### Stated goal
In the text below on MCA liens, in what year did New York ban confessions of judgment against out-of-state defendants? Please answer briefly.

Let’s be clear about something first. An MCA, on its own, is not a mortgage. The funder didn’t lend against your home. They bought future receivables from your business. That’s the whole legal fiction that makes the MCA industry work. But that doesn’t mean your house is safe, it just means the funder needs a few extra steps to get there. The steps are not hard, and aggressive funders take them every single day.

Here are the 5 scenarios where an MCA company can put a lien on your home.

1. You signed a personal guarantee, and they got a judgment against you

This is the most common path, by far. Almost every MCA agreement has a personal guarantee buried in it. Most business owners sign it without reading, because they needed the money yesterday, and the broker told them it was “standard.” It’s not standard in the sense that it’s harmless. It’s standard in the sense that every funder wants one.

Here’s how it plays out. You default. The funder sues the business, and you personally, under the guarantee. They get a judgment. In New York, and many other states, a judgment becomes a lien on any real property you own in that county, automatically, the moment it’s docketed. You don’t get a warning. You don’t get a separate filing. The judgment itself is the lien.

If your name is on the deed, the lien is on the house. Period.

2. You signed a confession of judgment, and they skipped straight to enforcement

A COJ is a document where you agree, in advance, that if you default, the funder can walk into court and get a judgment without suing you, without notice, without giving you a chance to defend yourself. New York banned COJs against out-of-state defendants in 2019, but a lot of funders moved to other states, and a lot of old COJs are still out there. Some funders, still use them in other jurisdictions.

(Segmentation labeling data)
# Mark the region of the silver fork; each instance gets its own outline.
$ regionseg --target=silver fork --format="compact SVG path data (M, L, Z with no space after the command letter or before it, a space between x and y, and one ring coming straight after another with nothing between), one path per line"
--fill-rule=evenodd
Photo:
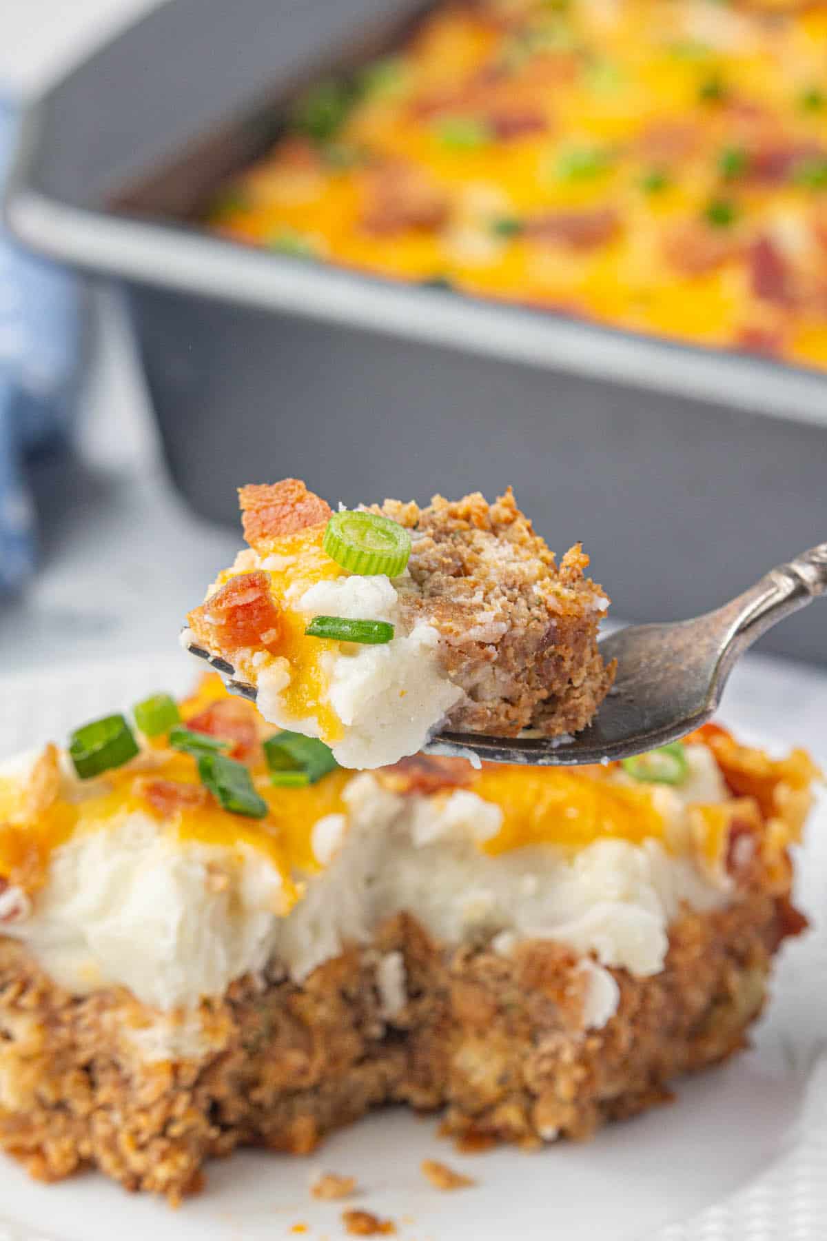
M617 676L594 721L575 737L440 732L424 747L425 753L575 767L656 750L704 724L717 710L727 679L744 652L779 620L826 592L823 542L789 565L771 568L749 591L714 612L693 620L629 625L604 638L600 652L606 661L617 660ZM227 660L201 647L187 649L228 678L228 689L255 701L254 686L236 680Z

### Answer to this problem
2019